[Entries drawn from a collection]

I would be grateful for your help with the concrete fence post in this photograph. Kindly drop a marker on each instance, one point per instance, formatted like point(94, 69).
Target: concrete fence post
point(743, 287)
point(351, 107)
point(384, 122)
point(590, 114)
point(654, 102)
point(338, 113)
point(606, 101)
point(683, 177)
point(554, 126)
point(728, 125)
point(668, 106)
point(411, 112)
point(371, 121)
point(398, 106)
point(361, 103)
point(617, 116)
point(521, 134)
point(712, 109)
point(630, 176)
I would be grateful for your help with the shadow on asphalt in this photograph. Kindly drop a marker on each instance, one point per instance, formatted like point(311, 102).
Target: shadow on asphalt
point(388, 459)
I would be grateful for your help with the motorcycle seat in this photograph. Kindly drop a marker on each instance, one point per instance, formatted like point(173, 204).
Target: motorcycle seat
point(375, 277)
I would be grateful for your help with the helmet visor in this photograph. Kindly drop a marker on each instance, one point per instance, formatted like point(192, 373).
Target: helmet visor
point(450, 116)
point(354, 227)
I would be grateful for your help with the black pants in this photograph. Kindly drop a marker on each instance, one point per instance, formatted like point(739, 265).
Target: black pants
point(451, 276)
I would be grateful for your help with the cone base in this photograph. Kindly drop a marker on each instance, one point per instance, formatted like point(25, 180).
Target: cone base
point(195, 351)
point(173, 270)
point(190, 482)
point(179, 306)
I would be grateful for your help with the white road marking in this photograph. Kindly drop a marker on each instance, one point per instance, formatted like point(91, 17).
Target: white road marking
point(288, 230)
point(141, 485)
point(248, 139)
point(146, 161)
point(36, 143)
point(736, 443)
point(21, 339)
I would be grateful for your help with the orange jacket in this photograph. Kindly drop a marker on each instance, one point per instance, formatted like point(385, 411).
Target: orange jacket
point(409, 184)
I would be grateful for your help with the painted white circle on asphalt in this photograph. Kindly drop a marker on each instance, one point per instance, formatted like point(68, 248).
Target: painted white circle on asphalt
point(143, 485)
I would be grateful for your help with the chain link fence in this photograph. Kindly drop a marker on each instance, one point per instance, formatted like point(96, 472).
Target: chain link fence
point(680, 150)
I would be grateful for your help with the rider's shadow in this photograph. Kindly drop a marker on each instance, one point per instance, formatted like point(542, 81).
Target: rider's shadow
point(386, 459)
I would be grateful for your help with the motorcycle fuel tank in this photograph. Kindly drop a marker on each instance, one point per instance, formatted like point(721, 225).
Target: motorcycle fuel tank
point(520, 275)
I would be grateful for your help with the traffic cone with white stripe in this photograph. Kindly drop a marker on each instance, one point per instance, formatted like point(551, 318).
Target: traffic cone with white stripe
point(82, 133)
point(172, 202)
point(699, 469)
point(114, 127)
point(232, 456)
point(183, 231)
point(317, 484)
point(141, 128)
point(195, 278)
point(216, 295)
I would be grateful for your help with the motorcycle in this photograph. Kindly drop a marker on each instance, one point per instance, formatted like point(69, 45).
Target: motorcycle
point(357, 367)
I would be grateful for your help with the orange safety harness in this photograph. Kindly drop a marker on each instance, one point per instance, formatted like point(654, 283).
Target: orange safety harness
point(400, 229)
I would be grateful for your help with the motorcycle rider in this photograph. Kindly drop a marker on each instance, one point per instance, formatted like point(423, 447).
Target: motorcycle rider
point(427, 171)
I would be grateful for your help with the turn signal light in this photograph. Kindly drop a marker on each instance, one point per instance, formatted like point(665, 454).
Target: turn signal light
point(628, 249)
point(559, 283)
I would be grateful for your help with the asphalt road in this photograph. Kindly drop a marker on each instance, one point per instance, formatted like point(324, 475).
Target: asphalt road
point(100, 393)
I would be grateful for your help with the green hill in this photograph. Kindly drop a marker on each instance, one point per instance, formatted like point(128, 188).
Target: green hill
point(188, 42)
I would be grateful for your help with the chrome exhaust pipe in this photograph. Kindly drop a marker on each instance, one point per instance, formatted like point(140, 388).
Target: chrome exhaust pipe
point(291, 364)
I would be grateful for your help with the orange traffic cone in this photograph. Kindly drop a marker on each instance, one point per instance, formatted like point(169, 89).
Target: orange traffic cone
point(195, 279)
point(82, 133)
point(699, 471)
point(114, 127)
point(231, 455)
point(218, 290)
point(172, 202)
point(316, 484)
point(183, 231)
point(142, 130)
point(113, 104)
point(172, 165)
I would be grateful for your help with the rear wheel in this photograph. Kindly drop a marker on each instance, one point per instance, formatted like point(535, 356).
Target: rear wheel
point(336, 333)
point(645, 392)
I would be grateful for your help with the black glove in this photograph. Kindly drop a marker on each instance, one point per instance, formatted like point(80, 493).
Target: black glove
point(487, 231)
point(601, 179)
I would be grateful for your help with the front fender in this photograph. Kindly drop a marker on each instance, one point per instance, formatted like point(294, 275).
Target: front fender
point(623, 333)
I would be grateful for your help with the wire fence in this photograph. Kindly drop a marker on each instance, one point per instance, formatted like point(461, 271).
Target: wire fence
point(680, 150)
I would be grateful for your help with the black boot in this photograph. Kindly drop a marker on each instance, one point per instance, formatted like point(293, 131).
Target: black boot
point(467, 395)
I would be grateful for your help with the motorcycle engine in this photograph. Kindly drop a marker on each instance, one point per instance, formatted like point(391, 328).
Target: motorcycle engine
--
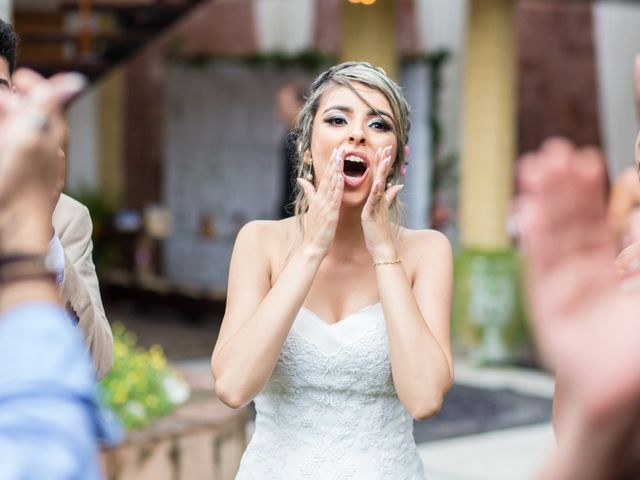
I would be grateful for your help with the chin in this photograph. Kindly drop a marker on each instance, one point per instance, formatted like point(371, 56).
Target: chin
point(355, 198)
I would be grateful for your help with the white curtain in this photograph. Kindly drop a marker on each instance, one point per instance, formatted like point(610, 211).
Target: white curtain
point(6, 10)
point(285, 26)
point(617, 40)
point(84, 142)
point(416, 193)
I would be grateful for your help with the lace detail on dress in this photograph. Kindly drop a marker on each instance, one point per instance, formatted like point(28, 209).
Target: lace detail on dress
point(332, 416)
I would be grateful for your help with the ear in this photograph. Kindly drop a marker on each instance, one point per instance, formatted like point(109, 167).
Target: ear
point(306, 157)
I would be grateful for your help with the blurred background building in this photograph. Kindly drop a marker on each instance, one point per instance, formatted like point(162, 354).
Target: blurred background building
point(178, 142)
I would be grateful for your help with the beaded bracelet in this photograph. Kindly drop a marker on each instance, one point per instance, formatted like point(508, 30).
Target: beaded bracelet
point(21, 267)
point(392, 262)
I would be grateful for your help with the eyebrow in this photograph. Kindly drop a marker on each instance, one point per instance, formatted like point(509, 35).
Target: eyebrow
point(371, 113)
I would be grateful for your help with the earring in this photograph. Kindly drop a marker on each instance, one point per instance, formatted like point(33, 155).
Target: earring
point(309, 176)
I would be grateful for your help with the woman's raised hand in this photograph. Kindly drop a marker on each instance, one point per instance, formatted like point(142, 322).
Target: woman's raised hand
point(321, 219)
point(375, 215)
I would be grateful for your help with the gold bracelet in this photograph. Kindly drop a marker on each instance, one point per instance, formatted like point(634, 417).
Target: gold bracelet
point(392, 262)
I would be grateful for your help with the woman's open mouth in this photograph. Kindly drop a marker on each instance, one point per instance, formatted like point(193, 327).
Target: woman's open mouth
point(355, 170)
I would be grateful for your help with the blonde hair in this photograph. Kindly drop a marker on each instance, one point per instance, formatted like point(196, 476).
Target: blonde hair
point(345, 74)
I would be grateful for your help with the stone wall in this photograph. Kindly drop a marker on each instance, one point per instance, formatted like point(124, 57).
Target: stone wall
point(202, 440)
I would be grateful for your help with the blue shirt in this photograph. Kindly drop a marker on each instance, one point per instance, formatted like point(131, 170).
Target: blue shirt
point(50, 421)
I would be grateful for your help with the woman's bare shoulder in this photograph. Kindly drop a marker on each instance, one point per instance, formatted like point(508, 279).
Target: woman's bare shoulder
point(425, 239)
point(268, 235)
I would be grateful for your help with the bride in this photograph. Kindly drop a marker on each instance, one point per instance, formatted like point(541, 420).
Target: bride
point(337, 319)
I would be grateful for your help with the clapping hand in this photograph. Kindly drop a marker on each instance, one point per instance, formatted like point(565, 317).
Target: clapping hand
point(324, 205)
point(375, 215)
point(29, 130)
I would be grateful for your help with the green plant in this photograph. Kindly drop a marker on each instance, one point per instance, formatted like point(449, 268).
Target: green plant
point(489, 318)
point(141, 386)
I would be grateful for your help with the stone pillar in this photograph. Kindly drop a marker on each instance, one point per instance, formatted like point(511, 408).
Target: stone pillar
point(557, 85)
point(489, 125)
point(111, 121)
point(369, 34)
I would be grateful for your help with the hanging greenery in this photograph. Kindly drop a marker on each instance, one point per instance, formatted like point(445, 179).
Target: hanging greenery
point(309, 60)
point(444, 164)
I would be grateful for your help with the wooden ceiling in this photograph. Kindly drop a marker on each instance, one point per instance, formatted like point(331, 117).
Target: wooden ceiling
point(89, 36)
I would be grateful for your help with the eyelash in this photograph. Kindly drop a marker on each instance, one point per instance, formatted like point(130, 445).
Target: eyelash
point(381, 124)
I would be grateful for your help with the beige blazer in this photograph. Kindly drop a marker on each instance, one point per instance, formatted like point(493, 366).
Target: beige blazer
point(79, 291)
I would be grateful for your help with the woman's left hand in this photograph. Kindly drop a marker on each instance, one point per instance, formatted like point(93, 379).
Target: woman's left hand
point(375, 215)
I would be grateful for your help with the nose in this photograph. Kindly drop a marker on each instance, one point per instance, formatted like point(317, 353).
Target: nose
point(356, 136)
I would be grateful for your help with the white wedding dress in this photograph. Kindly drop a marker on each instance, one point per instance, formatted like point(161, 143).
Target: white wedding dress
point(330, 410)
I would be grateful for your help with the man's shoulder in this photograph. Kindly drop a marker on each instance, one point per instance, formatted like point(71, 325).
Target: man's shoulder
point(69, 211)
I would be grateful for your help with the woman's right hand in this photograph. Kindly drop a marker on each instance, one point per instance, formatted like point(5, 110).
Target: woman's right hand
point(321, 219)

Exercise prompt:
Count the lines in the items above that contain the string "chin" and give only that number.

Exercise output:
2